*Exercise requirements*
Copy the records again, starting at the line that has "out the dark" and going through the end of the records, with "concrete pier" swapped for "stone pier" and everything else left the same.
── Provided data
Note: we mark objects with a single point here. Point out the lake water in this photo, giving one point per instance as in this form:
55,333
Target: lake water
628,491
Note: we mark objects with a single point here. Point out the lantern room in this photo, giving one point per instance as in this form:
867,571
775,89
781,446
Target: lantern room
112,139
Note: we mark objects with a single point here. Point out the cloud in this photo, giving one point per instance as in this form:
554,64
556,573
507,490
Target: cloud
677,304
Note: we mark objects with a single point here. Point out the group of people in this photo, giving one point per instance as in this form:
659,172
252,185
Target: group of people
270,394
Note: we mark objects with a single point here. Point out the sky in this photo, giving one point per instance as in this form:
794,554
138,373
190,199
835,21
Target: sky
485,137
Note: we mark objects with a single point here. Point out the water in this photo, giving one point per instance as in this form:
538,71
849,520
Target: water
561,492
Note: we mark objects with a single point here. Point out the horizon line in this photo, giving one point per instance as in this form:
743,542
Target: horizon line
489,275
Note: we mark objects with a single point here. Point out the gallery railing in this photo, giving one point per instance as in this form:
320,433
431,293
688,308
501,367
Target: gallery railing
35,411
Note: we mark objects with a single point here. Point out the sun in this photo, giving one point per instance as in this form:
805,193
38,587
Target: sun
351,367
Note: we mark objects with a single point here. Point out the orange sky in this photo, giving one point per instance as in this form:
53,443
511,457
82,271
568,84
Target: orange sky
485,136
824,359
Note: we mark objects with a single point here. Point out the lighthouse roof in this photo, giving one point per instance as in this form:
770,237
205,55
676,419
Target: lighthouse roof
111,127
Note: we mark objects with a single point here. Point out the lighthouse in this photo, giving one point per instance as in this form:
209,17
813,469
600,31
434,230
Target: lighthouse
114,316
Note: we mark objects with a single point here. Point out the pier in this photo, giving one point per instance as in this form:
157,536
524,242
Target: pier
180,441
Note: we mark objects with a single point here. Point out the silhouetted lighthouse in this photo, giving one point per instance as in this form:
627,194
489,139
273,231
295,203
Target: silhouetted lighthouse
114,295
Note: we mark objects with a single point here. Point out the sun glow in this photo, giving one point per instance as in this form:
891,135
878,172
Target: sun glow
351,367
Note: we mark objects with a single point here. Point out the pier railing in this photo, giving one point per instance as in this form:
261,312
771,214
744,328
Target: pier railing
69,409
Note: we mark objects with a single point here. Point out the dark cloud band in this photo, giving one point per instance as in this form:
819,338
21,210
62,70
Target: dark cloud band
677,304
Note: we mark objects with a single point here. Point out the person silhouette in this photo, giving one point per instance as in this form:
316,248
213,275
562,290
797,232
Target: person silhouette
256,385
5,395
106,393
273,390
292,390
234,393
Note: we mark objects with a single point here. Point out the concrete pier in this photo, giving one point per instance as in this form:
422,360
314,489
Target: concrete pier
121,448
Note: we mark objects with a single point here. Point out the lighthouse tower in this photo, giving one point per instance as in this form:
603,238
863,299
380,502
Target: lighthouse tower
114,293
────
*Result of the exercise*
Note: we mark objects with a single point here. Point out the dark cloud band in this photo, giving one point per instance as in this form:
819,338
21,210
62,70
Target: dark cloud band
677,304
Note: we mark objects with a single point here. Point out the person silhouette in this photo, giving one point per instance as in this form:
316,248
213,275
562,290
797,232
Target: person silhouette
256,385
5,395
106,393
273,390
292,390
234,393
Note: we mark objects with a single point here. Point out the stone pier in this photo, giving one point per instance as in this form:
422,360
314,489
Target: stone pier
121,448
Note: we mark objects with a single point here. Point out the lighthouse tower in this photo, giving one point per instance as in this form:
603,238
863,299
380,502
Target: lighthouse tower
114,293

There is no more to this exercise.